Copy the data from the line that contains "the white painted" to its last line, exactly, including both of those lines and leaving out everything before.

SUPPLIED RECORDS
----

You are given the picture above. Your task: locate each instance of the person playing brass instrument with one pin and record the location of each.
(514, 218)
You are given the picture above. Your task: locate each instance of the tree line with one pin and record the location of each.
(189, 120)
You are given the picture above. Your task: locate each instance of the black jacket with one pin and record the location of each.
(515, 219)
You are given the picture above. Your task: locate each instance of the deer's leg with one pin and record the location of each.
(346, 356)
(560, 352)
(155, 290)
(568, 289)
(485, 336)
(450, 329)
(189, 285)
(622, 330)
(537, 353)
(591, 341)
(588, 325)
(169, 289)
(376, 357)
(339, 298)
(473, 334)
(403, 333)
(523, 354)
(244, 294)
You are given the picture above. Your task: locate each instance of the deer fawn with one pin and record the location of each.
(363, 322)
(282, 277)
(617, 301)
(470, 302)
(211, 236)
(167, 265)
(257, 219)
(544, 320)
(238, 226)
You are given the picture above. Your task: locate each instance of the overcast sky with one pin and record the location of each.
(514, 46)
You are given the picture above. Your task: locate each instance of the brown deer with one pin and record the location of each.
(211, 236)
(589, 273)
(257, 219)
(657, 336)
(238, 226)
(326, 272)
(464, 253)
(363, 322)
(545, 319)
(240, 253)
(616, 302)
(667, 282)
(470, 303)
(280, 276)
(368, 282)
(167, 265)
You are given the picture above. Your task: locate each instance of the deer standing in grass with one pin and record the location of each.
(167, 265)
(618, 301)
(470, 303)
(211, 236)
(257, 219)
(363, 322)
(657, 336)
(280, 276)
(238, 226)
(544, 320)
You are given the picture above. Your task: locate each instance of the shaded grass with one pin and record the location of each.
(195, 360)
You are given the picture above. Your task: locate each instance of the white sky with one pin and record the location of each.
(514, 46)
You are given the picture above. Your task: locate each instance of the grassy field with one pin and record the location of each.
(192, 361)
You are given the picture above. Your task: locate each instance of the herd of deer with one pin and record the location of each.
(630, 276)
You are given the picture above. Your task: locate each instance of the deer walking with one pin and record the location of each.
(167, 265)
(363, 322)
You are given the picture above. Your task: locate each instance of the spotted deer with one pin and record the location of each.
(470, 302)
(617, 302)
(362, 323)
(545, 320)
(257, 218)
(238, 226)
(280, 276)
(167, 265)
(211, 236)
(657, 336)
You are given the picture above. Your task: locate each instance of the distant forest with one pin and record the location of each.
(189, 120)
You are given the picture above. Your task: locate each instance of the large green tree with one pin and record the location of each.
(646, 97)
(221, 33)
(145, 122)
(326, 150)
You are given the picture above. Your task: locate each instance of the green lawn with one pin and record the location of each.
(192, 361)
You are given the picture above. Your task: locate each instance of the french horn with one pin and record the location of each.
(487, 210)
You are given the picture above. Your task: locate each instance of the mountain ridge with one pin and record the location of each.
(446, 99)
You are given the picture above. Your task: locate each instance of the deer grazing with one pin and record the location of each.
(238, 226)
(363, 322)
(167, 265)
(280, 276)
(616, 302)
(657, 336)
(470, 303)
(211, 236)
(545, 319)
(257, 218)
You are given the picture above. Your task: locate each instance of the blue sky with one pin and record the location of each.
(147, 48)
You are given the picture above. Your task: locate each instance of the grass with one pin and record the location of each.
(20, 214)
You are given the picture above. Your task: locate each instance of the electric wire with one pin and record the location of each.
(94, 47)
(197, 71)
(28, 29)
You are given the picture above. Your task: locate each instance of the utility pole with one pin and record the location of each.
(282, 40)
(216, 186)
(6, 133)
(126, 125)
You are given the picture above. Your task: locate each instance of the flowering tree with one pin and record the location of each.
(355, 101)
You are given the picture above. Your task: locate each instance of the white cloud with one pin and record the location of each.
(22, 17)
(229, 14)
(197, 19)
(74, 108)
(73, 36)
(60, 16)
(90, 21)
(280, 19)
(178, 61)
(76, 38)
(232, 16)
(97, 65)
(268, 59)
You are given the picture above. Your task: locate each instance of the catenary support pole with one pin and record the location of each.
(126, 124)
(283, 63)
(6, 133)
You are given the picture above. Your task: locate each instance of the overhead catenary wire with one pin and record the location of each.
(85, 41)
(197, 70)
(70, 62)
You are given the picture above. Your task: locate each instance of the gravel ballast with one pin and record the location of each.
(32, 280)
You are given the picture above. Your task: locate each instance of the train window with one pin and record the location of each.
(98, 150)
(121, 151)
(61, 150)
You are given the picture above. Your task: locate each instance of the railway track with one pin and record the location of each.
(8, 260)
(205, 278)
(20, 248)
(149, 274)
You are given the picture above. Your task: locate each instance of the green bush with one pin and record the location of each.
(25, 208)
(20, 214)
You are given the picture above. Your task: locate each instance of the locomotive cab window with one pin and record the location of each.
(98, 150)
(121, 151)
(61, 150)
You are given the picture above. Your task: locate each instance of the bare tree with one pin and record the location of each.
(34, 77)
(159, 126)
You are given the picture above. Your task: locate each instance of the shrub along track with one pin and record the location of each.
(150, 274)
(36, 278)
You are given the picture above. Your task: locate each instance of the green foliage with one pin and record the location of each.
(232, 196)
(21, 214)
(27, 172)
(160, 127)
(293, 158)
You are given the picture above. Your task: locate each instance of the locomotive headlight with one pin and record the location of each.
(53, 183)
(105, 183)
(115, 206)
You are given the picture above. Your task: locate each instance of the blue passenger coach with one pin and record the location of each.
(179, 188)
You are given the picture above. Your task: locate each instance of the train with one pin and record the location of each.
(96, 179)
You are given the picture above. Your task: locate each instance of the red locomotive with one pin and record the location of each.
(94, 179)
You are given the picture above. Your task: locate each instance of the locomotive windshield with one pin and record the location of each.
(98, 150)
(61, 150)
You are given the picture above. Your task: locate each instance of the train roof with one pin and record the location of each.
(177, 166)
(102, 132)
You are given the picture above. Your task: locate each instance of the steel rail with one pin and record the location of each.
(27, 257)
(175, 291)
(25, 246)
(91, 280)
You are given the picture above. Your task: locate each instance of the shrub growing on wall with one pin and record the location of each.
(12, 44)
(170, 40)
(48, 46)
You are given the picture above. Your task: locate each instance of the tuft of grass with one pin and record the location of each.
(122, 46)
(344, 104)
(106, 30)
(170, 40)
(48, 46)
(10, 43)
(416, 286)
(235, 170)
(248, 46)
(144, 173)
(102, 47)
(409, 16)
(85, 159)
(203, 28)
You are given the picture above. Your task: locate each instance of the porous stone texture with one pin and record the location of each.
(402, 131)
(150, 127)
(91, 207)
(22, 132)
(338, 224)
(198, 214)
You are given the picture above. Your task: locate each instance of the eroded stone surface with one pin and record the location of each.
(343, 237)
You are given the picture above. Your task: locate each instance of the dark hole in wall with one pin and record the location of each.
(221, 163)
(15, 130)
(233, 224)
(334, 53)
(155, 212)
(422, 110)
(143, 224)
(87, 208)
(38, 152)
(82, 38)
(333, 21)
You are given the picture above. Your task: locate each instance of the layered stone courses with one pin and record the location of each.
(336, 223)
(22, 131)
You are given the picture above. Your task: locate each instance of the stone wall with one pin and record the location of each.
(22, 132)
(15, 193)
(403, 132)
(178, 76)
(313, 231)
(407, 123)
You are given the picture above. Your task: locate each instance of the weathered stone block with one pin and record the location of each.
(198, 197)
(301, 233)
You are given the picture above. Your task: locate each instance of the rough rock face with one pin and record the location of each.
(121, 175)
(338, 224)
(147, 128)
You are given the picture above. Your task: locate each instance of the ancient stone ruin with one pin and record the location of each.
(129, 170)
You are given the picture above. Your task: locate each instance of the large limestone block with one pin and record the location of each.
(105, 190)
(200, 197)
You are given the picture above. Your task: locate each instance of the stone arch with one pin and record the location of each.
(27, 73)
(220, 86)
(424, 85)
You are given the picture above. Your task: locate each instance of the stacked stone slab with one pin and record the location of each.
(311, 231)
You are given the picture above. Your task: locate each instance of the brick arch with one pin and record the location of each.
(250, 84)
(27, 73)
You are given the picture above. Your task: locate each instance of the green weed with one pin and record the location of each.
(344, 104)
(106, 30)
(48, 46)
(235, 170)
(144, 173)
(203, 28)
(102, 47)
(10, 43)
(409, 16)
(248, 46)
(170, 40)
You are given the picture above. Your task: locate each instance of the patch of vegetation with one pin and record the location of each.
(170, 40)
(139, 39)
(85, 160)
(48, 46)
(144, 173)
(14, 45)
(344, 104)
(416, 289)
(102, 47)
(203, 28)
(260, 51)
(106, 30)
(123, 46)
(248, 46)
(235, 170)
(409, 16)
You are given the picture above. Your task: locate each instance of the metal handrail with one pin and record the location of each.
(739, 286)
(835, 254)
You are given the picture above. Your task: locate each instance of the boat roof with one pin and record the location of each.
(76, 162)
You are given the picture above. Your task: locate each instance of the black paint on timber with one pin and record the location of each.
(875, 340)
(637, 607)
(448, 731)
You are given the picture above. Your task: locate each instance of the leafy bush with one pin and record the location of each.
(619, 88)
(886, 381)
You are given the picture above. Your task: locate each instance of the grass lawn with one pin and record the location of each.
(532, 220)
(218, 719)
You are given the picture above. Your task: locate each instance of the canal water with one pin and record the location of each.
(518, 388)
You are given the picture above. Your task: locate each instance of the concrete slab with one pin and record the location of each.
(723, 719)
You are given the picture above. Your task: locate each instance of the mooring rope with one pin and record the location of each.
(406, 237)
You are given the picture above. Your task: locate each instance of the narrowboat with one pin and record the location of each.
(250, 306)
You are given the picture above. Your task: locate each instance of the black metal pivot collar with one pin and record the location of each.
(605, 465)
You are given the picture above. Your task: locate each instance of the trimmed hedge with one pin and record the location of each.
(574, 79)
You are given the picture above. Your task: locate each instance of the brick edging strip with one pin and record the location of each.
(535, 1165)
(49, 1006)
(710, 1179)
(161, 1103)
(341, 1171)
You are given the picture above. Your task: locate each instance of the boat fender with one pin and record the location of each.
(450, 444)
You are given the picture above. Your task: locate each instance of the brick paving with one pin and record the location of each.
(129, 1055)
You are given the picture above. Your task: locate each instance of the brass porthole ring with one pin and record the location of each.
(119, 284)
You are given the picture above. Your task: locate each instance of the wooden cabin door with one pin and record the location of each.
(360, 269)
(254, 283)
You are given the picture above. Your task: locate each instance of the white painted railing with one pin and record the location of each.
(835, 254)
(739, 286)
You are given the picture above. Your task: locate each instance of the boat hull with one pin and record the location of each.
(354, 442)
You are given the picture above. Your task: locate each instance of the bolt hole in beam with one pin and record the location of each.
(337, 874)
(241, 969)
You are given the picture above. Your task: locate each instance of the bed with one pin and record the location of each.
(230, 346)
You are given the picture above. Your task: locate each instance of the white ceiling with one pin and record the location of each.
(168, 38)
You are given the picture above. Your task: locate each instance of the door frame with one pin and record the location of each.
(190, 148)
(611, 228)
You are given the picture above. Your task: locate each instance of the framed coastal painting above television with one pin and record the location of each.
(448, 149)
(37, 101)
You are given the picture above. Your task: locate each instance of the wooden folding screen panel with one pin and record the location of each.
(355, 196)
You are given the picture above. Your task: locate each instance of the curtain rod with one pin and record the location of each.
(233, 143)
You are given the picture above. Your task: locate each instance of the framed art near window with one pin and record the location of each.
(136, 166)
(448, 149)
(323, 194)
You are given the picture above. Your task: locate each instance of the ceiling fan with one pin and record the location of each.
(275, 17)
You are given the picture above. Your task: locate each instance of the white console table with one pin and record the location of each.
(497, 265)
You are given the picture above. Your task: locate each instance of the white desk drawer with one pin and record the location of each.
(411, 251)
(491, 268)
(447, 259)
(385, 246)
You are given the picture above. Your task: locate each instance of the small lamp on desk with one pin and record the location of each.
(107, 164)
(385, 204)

----

SOLUTION FOR THIS EXERCISE
You are given the picture above. Your task: locate each instance of the white painted railing with one pin and record the location of each.
(835, 254)
(739, 286)
You are given the picture above. Your task: locate each instance of the boat hull with one pin and record the location of each.
(354, 442)
You are given the picture above. Your task: locate each instance of the bolt hole in beam with one pin and record the location of each.
(337, 874)
(241, 969)
You are given the picture above. Your task: locate each instance of the bed with one pin and record the location of each.
(230, 346)
You are given the picture above. Your task: locate each instance of the white ceiling with one pin and record the location of each.
(168, 38)
You are given the picture above. Your task: locate each instance of the door frame with one pin and record the location of each.
(190, 148)
(611, 228)
You are given the picture above. Your task: locate each instance of the framed coastal painting above television with one pin and record the location of each.
(448, 149)
(37, 101)
You are given the picture above. Your task: locate each instance of the wooden folding screen panel with one pin and record the location of each.
(355, 196)
You are given the picture above. Your task: locate each instance of the curtain rod with one pin and record the location of each.
(233, 143)
You are given the picture above. Your task: locate each instance of the framed art near window with one pin and record the location of each.
(136, 166)
(448, 149)
(323, 194)
You are given the picture above. Your task: locate each instance of the ceiling fan with one pin and record the location of each.
(275, 17)
You are given the picture above. Your task: locate each instance of the white console table with one pin and record the location of each.
(497, 265)
You are given the picture above. Your task: locate each instance of the white desk drawer with one pin and record the location of each.
(411, 251)
(491, 268)
(447, 259)
(385, 246)
You are given the picture above. Your task: locate each instance of the small lamp on desk with one pin and record the location of each.
(107, 164)
(385, 204)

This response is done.